▶ [Objective 1]
Answer these questions about the collage passage:
(a) What lengths of time does the passage give for completing the exercise?
(b) What does the writer make a cup of during preparation?
(c) What affirmation is given as an example of an inspirational thought?

▶ [Given text]
* Begin *
I now follow a more introspective practice, using slightly more dangerous tools. I will outline my process here as I have found it to be a very relaxing, contemplative and often insightful exercise. It can be completed in an hour, a week, a month, or a year – as it is totally up to you to decide how far you want to explore a topic.


Asian Splendour




Preparation – I like to make a cup of tea and remind myself that whatever I create will be for my own enrichment and pleasure, not for the public. I do this in order to be more free while I work. (This might not be a necessary step if you are a person who does not overly criticize your own work in progress.)

After I lay out all the things I will need to make a collage, I get into a meditative frame of mind–I clear all stray thoughts, I ground myself. If I have not already done so, I choose my inspirational thought  – something I wish to ponder and reflect upon, anything I wish to attain a deeper knowledge of. This inspiration could be as simple as how I am feeling at that moment, or bigger ideas like what goals I am pursuing, a powerful word, an affirmation (for example, I AM creative!), or a longer quote I am studying. 


It’s “Shoe Time”!
* End *
▶ [Objective 2]
Rewrite the stored data entries below, starting at the line that contains "of the pink-tipped" and ending after the line that contains "[(276, 285)]", with the requests unchanged and every coordinate in the answers multiplied by 1.75 and rounded to a whole number, halves rounded up. Give only those lines.

(Stored data entries)
* Begin *
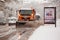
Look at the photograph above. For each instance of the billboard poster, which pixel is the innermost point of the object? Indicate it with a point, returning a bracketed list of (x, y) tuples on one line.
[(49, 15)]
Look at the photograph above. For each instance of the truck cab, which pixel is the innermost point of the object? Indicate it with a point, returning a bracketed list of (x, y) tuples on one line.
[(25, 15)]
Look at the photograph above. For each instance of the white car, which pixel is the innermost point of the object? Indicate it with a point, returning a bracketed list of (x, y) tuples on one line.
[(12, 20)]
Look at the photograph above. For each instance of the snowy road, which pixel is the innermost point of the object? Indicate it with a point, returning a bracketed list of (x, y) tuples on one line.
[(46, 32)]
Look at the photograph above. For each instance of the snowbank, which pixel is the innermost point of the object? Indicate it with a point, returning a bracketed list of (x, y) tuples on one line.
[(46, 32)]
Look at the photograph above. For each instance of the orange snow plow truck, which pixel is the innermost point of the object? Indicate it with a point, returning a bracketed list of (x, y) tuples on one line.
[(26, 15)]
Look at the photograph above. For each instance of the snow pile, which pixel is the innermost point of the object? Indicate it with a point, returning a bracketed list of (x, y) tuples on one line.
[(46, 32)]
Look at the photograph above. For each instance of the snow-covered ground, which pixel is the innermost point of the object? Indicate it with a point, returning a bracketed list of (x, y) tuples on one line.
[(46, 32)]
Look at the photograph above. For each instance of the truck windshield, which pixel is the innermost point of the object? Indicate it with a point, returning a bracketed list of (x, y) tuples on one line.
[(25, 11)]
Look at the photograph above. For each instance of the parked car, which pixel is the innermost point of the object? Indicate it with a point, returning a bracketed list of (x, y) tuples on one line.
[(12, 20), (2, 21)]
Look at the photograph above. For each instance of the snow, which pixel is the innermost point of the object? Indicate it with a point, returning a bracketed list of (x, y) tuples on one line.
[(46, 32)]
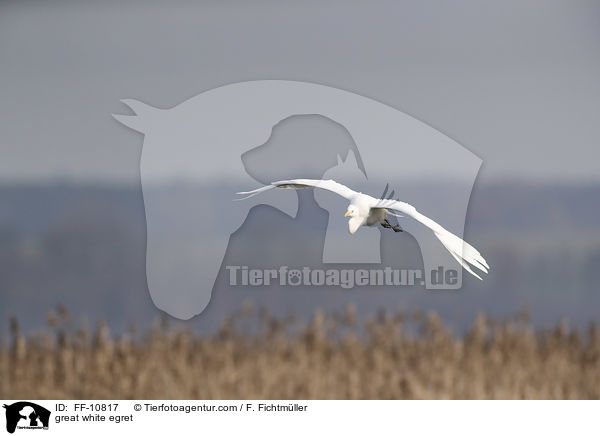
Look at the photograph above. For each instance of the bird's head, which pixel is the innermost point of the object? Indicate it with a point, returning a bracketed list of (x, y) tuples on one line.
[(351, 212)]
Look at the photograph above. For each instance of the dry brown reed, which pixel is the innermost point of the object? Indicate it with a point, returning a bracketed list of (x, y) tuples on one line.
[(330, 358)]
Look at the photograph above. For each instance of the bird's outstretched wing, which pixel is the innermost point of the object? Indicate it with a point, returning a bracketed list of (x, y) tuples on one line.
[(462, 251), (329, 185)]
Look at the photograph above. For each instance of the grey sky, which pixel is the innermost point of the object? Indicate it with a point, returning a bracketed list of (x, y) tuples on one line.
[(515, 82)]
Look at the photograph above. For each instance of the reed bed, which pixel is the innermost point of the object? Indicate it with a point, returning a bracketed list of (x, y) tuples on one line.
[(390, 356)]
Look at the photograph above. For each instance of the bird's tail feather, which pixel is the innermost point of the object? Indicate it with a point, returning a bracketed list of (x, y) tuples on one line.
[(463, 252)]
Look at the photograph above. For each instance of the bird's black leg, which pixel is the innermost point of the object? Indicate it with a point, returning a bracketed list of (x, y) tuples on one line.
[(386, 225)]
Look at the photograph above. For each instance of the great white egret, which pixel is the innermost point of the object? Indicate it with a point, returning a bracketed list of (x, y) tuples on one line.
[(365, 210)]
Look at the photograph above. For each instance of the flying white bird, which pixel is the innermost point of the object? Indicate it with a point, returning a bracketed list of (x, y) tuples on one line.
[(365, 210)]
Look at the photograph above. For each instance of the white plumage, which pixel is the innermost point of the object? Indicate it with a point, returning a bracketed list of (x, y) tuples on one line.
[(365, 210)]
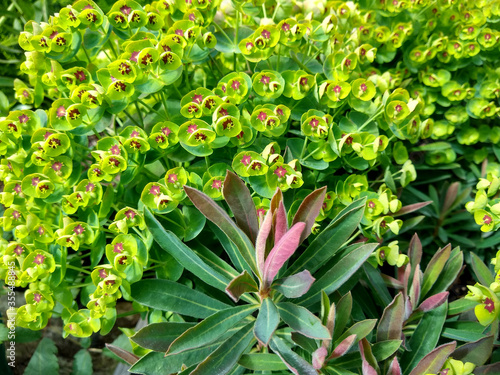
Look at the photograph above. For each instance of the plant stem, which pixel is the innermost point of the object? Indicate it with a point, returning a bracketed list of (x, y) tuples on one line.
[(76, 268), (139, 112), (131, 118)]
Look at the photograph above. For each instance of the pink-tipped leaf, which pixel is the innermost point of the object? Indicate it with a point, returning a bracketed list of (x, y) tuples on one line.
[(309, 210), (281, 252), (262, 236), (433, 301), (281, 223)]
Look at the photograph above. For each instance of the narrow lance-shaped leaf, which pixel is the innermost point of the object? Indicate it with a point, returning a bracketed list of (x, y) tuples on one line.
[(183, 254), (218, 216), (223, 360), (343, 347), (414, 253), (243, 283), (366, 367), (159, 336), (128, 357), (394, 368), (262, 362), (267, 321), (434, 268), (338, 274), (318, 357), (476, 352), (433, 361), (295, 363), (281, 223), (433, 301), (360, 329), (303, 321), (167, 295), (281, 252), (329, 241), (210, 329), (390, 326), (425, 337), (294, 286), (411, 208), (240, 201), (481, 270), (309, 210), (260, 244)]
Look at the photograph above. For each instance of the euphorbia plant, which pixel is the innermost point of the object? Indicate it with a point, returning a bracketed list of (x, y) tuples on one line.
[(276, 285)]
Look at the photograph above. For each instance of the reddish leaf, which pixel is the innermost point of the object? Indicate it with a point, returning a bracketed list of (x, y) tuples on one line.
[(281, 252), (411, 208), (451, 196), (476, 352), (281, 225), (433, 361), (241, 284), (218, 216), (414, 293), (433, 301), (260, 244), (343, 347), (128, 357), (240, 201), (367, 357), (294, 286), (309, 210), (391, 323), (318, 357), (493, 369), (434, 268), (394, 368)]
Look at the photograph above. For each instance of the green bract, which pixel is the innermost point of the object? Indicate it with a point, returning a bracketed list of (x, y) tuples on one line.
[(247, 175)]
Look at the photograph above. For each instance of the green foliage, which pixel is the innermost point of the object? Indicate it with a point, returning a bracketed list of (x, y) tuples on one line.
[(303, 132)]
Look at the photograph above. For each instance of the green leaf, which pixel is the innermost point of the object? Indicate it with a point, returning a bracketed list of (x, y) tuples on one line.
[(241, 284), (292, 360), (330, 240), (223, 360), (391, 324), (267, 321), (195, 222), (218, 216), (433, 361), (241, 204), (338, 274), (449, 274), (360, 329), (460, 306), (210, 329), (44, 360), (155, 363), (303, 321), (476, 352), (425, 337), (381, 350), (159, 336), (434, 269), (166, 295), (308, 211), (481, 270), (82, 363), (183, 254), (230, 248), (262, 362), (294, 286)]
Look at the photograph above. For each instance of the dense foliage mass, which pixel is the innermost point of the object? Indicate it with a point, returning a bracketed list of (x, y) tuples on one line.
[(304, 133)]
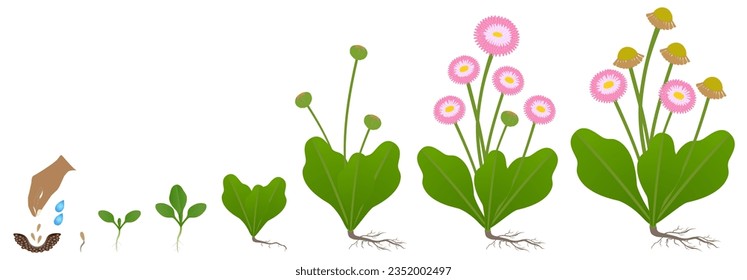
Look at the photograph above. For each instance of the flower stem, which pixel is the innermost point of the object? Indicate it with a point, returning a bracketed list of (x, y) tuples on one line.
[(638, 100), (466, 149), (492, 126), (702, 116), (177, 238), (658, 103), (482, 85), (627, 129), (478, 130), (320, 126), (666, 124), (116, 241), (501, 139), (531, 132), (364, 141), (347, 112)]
* End *
▶ [Correct answer 1]
(a) An hour, a week, a month, or a year.
(b) Tea.
(c) I AM creative!

▶ [Correct answer 2]
Look at the photograph above. For each instance of the pink-tipped leaf, which pixel is the innermost point of the object? Indicate it with a point, returning a bracketed list of (x, y) tuples on one line.
[(541, 368), (492, 441), (459, 413), (758, 527), (492, 390)]
Look at the photograph above. For each instance of the narrow lance-shaped leaf, which pixel is the innermost point of the object? Indicate it with a point, returning a bracketed list of (x, y) tuples on one line.
[(320, 445), (382, 378), (390, 630), (600, 607), (725, 443), (425, 495), (641, 642), (278, 588), (224, 625), (690, 644), (459, 634), (467, 562), (760, 469), (592, 480), (557, 625), (833, 616), (758, 632), (516, 635), (492, 390), (758, 527), (630, 576), (530, 562), (292, 516), (492, 441), (576, 422), (368, 576), (683, 571), (744, 590), (515, 501), (719, 364), (420, 352), (842, 473), (541, 368), (455, 427)]
Look at the photograph above. For each instance of the euphorbia plant, which pixel is the innermost point of the object? Indicate it with a point, returning a bracketed list of (x, y) tuples on one line.
[(483, 499)]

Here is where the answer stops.